- **DATA IN THIS EXERCISE**
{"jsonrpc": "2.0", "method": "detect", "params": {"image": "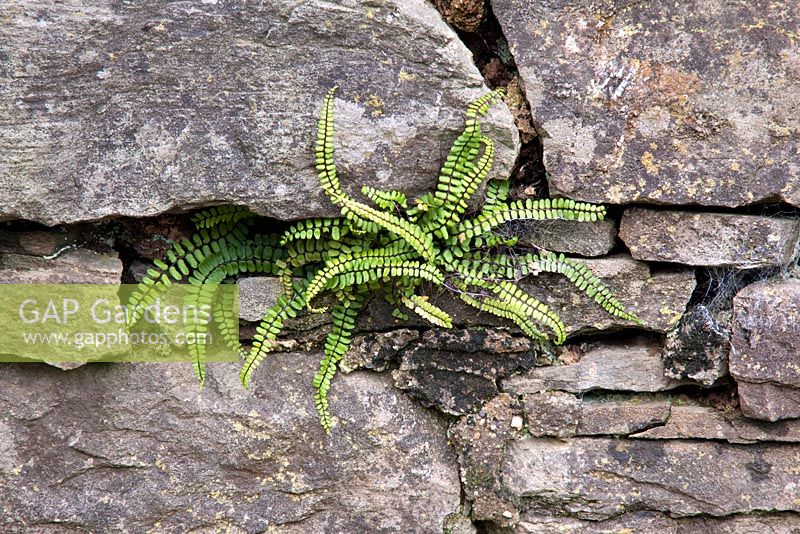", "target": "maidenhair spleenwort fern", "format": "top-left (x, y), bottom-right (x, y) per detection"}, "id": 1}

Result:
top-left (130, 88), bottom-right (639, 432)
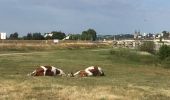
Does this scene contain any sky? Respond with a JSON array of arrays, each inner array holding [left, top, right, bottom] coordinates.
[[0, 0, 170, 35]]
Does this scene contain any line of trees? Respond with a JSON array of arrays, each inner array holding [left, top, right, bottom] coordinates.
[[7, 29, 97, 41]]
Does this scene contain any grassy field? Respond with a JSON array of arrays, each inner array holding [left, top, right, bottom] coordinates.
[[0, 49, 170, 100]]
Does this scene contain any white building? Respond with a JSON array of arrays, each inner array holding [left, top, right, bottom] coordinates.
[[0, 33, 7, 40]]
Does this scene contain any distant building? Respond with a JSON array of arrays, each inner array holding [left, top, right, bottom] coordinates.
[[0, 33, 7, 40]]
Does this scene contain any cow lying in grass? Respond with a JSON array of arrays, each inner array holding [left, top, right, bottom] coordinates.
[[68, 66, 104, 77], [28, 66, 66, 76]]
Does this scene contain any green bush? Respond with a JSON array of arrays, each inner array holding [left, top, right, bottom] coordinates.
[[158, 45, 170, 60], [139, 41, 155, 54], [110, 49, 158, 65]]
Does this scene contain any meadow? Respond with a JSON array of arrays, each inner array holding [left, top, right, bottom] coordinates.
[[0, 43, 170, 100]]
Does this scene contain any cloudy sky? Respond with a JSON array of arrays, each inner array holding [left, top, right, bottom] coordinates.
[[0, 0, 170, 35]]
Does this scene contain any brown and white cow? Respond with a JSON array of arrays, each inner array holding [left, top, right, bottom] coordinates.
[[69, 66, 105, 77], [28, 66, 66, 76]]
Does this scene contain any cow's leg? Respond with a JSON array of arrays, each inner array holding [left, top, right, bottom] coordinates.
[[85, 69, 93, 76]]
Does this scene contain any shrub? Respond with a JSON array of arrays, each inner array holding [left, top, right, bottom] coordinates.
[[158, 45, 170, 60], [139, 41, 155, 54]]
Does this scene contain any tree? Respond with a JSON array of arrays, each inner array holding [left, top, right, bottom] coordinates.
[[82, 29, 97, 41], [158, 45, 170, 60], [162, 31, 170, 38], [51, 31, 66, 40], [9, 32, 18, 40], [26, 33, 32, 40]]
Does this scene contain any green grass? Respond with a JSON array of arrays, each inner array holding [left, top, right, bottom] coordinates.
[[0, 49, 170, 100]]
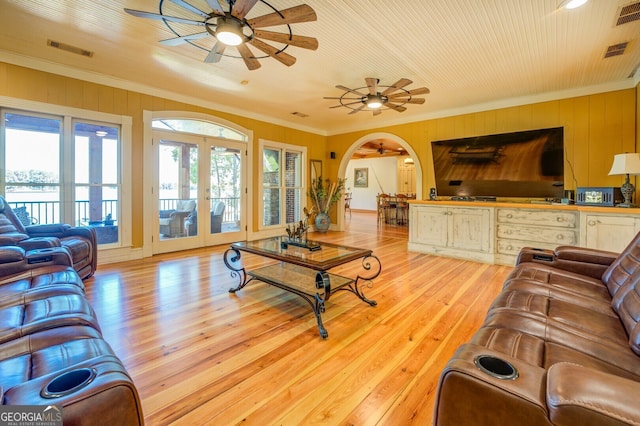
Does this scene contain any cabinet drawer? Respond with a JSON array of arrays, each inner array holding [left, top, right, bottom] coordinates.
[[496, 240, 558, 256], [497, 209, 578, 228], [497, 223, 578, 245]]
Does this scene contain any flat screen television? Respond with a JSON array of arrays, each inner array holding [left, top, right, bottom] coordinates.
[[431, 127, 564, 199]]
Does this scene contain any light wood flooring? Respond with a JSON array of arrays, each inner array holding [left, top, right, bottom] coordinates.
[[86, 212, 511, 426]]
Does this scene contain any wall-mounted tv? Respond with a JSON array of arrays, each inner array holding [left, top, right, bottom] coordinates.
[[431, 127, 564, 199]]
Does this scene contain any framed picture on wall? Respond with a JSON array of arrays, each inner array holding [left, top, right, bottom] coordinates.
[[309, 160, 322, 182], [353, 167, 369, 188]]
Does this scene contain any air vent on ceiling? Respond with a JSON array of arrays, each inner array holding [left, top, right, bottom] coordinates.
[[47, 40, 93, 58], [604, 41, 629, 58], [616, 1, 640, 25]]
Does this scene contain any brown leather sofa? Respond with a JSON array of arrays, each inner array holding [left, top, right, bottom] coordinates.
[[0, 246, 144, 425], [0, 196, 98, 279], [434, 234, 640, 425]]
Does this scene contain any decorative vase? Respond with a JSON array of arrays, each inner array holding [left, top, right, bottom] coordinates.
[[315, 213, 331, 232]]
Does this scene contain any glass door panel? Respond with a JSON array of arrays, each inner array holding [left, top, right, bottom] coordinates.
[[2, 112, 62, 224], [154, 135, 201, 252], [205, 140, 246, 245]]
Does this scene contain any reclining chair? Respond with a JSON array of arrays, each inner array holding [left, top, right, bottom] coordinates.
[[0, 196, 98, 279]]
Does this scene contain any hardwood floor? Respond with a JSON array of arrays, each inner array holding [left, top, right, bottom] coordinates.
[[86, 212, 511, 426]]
...
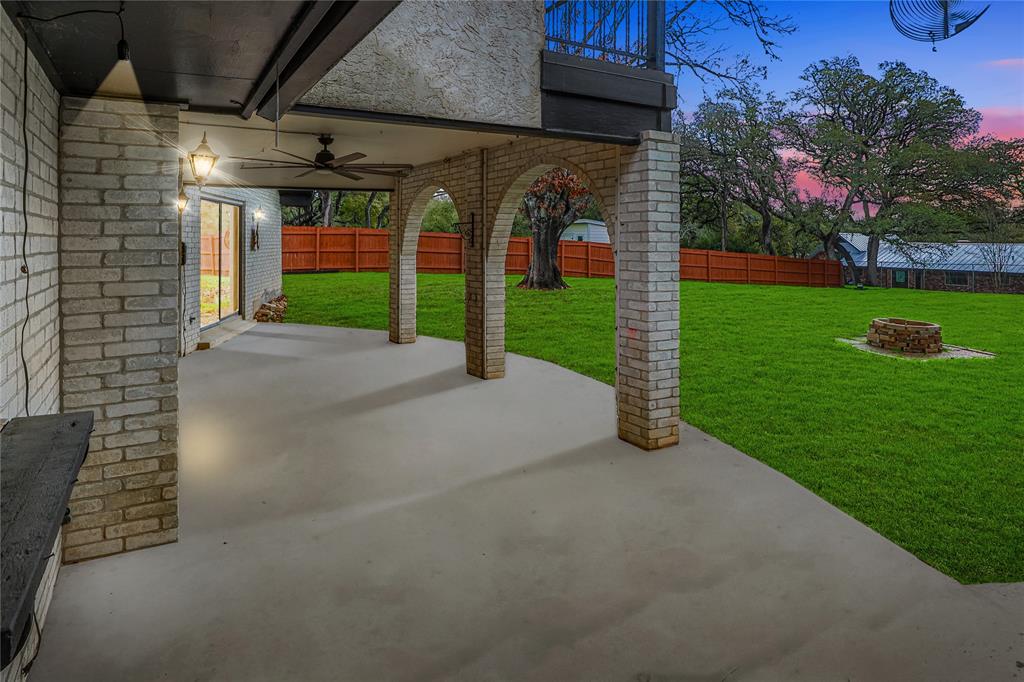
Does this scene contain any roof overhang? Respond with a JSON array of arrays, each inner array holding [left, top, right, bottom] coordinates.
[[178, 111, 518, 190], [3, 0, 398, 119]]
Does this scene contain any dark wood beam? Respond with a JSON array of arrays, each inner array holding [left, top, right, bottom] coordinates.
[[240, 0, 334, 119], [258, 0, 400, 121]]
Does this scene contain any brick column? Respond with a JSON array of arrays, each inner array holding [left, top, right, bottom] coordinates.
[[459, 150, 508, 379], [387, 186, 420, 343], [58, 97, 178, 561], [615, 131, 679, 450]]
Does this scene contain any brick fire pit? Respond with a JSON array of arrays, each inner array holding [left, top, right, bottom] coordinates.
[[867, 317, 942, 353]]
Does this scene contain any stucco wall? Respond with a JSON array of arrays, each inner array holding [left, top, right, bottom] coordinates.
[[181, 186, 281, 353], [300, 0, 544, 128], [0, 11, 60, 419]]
---
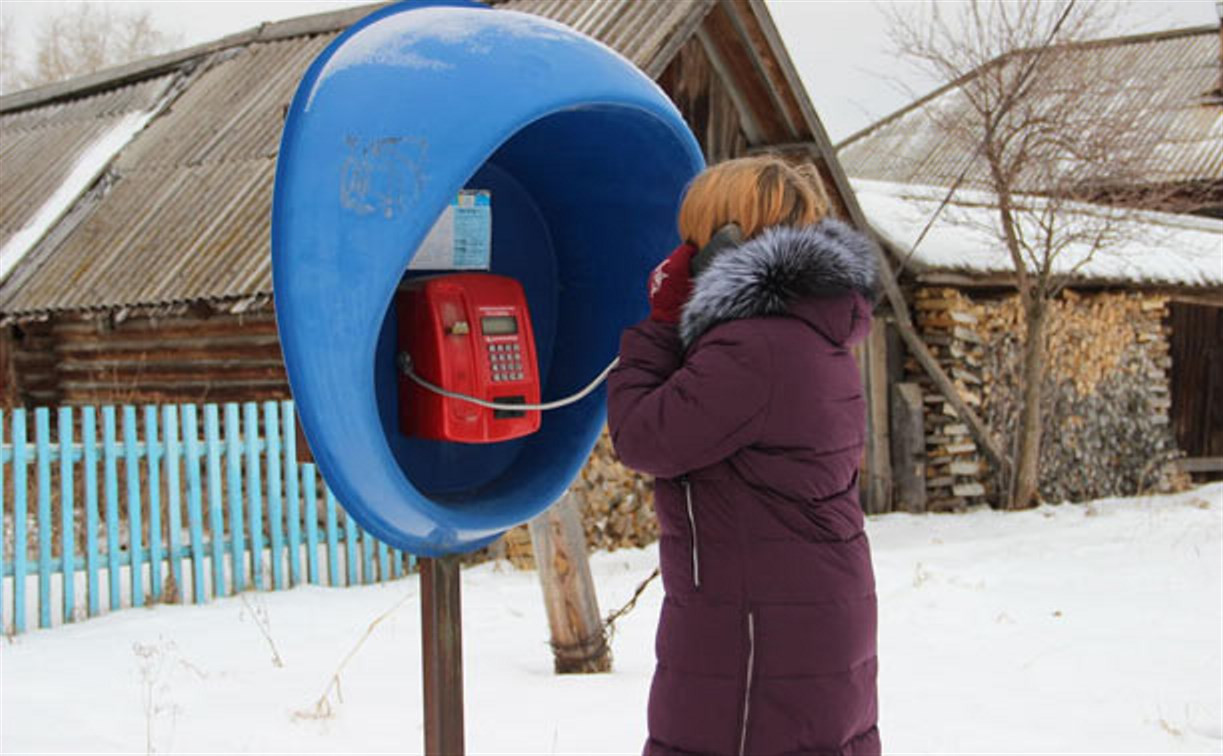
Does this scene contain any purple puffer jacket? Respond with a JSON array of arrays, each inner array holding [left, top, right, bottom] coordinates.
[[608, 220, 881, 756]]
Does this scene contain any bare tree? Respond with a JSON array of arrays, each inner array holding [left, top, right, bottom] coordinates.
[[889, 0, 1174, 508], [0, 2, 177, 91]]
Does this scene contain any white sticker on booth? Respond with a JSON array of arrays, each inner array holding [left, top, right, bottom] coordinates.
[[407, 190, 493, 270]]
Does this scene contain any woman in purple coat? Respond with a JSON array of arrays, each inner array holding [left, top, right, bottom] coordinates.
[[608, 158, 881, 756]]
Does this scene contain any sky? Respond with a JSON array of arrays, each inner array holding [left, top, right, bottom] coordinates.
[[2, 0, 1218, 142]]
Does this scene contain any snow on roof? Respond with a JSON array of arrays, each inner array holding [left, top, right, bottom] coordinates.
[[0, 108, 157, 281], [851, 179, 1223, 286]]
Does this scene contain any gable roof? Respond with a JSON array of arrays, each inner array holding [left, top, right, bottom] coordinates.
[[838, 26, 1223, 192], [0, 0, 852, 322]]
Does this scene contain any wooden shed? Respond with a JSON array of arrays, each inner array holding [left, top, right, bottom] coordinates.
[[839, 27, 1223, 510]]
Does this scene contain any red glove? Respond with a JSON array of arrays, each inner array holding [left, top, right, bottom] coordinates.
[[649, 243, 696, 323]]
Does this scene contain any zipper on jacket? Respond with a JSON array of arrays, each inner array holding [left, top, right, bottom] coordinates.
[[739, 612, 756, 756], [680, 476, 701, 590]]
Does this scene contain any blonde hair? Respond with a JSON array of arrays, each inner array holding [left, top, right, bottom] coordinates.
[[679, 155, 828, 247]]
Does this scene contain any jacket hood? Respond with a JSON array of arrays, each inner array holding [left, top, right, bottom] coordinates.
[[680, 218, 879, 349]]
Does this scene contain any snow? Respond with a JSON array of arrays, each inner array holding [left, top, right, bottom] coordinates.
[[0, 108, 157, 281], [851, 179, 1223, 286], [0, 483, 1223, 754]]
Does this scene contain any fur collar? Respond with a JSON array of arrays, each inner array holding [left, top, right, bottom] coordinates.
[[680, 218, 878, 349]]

- **DIRECTIVE**
Transcribe the part of the material that begins with the line containing "Does this scene contain any dark" and ends with the line containing "[[240, 0, 334, 119], [258, 0, 400, 121]]", character for character.

- **SOLUTION TO THE EXERCISE**
Does this scene contain any dark wood beam? Respond with a JSON array of arrays, each inner array holding [left, top, right, bottom] coordinates.
[[240, 0, 334, 119], [258, 0, 400, 121]]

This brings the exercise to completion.